__STATED EXERCISE__
Retype the lines of the listing below, starting at the line containing "OBJECT_OF_INTEREST = operator cab" and ending at the line containing "[0,276,600,399]", with both of those lines included.

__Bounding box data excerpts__
──────────────────────────────

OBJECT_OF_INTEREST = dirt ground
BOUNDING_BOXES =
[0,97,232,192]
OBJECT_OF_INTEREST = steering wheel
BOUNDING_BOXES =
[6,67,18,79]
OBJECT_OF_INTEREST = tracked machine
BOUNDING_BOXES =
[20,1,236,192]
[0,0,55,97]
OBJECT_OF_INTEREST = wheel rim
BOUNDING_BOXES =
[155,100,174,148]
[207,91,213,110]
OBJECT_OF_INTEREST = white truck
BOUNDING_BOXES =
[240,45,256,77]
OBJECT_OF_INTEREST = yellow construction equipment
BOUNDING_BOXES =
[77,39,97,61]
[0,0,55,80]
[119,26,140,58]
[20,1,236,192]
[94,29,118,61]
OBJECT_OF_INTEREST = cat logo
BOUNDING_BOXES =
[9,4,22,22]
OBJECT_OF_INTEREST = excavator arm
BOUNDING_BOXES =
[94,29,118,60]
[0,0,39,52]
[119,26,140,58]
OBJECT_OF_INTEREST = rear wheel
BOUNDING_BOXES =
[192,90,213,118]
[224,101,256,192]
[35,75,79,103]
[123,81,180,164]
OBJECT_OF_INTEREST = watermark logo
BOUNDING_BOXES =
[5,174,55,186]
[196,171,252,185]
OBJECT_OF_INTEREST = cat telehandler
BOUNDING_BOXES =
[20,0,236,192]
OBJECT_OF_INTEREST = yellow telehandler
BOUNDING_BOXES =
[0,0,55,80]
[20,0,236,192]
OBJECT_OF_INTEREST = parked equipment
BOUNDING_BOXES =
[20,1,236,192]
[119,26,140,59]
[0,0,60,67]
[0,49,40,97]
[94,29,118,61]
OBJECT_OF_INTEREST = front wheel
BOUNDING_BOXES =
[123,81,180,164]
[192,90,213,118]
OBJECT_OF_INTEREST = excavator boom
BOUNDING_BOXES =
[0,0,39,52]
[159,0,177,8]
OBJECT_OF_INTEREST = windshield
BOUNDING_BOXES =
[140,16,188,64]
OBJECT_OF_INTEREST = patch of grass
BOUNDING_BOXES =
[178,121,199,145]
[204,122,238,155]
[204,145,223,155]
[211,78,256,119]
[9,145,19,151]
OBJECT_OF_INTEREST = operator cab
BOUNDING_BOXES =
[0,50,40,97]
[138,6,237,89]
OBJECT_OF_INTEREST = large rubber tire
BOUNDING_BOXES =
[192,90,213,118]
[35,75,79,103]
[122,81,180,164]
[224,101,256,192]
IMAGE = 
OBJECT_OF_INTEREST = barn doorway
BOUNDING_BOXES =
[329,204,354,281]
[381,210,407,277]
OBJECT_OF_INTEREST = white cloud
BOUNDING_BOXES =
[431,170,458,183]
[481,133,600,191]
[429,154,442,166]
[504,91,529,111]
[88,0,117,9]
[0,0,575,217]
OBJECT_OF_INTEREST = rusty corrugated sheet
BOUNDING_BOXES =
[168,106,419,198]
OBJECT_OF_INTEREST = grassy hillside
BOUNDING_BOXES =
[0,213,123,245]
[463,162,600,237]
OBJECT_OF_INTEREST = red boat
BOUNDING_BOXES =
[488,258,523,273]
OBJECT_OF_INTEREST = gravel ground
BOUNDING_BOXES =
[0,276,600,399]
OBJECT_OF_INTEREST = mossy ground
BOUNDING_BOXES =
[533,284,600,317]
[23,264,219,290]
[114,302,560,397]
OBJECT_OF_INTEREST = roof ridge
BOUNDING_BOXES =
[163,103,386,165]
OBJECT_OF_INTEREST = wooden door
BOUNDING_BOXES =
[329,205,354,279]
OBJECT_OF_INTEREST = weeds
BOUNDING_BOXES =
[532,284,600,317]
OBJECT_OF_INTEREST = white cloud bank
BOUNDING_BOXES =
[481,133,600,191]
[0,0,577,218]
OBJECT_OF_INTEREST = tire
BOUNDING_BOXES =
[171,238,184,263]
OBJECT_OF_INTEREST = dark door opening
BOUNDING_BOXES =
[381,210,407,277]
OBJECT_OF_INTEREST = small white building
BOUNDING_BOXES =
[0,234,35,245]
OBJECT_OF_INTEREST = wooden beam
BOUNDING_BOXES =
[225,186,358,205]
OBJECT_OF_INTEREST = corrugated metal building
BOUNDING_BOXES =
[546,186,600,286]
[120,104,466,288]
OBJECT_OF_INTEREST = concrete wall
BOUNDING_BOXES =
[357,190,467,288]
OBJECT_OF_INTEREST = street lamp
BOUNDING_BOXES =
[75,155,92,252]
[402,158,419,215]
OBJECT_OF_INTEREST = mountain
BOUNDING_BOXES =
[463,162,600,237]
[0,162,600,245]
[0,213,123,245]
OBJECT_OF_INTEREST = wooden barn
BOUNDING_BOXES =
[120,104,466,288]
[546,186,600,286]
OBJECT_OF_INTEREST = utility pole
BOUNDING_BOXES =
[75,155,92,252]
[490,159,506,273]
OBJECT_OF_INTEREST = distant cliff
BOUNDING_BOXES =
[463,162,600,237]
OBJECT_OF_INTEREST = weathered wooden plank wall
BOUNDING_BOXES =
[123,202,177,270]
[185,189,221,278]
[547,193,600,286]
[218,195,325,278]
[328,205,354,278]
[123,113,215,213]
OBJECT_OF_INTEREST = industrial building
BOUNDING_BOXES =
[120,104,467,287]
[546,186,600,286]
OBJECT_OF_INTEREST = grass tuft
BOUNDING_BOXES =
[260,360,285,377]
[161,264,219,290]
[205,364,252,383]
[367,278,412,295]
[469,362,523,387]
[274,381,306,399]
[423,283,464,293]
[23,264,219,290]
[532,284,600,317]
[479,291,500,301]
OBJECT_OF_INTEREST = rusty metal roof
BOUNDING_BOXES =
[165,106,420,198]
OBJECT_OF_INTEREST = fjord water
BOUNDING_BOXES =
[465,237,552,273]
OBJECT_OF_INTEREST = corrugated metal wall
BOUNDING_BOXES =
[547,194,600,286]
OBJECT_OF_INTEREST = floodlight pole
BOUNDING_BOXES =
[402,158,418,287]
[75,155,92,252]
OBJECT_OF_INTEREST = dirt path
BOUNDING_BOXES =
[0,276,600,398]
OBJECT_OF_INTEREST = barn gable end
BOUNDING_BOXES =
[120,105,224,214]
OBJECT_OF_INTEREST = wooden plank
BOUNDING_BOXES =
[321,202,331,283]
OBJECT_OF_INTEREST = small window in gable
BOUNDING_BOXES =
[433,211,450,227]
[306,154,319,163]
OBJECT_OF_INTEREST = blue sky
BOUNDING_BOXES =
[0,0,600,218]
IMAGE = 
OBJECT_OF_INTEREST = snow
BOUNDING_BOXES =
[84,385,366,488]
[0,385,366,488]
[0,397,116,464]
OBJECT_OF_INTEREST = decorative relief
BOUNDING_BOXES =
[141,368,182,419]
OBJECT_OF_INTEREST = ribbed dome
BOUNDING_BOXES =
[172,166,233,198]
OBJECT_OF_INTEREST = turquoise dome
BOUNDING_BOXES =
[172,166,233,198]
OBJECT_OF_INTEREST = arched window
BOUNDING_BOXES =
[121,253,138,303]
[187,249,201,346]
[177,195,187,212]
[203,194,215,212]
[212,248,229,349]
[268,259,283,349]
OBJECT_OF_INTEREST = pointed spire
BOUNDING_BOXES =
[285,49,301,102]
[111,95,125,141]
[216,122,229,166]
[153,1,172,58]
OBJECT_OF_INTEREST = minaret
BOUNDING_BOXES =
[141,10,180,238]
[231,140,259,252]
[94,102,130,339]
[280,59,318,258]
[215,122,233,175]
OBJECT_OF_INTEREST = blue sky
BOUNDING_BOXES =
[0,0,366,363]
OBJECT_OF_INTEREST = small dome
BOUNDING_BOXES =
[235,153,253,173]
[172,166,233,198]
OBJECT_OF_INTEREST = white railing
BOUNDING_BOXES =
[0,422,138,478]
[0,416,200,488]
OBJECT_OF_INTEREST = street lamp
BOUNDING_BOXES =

──────────────────────────────

__EXPECTED OUTPUT__
OBJECT_OF_INTEREST = operator cab
BOUNDING_BOXES =
[0,50,40,97]
[138,6,237,89]
OBJECT_OF_INTEREST = large rubber tire
BOUNDING_BOXES =
[192,90,213,118]
[35,75,79,103]
[122,81,180,164]
[224,101,256,192]
IMAGE = 
OBJECT_OF_INTEREST = barn doorway
BOUNDING_BOXES =
[329,204,354,281]
[381,210,407,277]
OBJECT_OF_INTEREST = white cloud
BOUNDING_BOXES =
[431,170,458,183]
[481,133,600,191]
[429,154,442,166]
[504,91,529,111]
[88,0,117,9]
[0,0,575,217]
OBJECT_OF_INTEREST = rusty corrugated sheet
BOUNDING_BOXES =
[168,106,419,198]
OBJECT_OF_INTEREST = grassy hillside
BOUNDING_BOXES =
[0,213,123,245]
[463,162,600,237]
OBJECT_OF_INTEREST = red boat
BOUNDING_BOXES =
[488,258,523,273]
OBJECT_OF_INTEREST = gravel ground
BOUNDING_BOXES =
[0,276,600,399]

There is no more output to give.